**Trecho de origem:**
Você não me conhece
Eu tenho que gritar isso
Porque você tá surdo
E não me ouve
A sedução me escraviza você
Ao fim de tudo você permanece comigo
Mas preso ao que eu criei
E não a mim
E quanto mais falo sobre a verdade inteira
Um abismo maior nos separa
Você não tem um nome
Eu tenho
Você é um rosto na multidão
Eu sou o centro das atenções
Mas a mentira da aparência do que eu sou
E a mentira da aparência do que você é
Por que eu não sou o meu nome
E você não é ninguém
O jogo perigoso que eu pratico aqui
Ele busca chegar ao limite possível de aproximação
Através da aceitação da distância
E do reconhecimento dela
Entre eu e você existe a notícia
Que nos separa
E eu quero que você me veja nu
Eu me dispo da notícia
E a minha nudez parada te denuncia e te espelha
Eu me delato
Tu me relatas
Eu nos acuso
E confesso por nós
Assim me livro das palavras com as quais
Você me veste.

**Tarefa escrita:** Cite o trecho de origem inteiro, sem mudar nenhuma palavra nem a divisão dos versos. As linhas de dados não têm relação com o trecho de origem.

**Linhas de dados:**
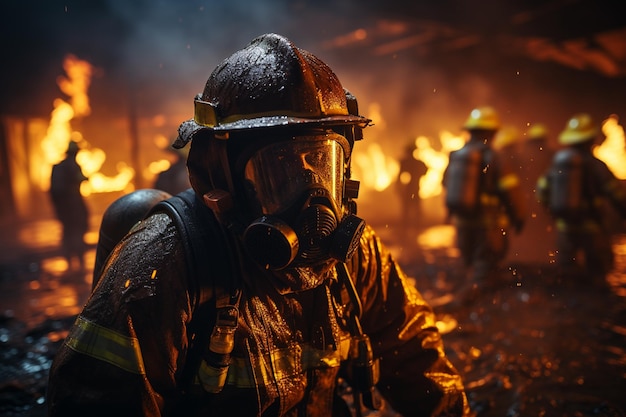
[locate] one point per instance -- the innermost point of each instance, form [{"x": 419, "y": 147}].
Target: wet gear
[
  {"x": 288, "y": 368},
  {"x": 493, "y": 204},
  {"x": 295, "y": 332},
  {"x": 464, "y": 179},
  {"x": 579, "y": 191}
]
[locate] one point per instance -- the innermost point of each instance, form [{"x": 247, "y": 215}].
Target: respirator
[{"x": 304, "y": 199}]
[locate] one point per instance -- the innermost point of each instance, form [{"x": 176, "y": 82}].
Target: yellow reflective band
[
  {"x": 107, "y": 345},
  {"x": 279, "y": 364},
  {"x": 508, "y": 181},
  {"x": 489, "y": 200},
  {"x": 205, "y": 114}
]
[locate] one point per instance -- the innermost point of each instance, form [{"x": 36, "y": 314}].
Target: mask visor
[{"x": 281, "y": 172}]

**Resposta abaixo:**
Você não me conhece
Eu tenho que gritar isso
Porque você tá surdo
E não me ouve
A sedução me escraviza você
Ao fim de tudo você permanece comigo
Mas preso ao que eu criei
E não a mim
E quanto mais falo sobre a verdade inteira
Um abismo maior nos separa
Você não tem um nome
Eu tenho
Você é um rosto na multidão
Eu sou o centro das atenções
Mas a mentira da aparência do que eu sou
E a mentira da aparência do que você é
Por que eu não sou o meu nome
E você não é ninguém
O jogo perigoso que eu pratico aqui
Ele busca chegar ao limite possível de aproximação
Através da aceitação da distância
E do reconhecimento dela
Entre eu e você existe a notícia
Que nos separa
E eu quero que você me veja nu
Eu me dispo da notícia
E a minha nudez parada te denuncia e te espelha
Eu me delato
Tu me relatas
Eu nos acuso
E confesso por nós
Assim me livro das palavras com as quais
Você me veste.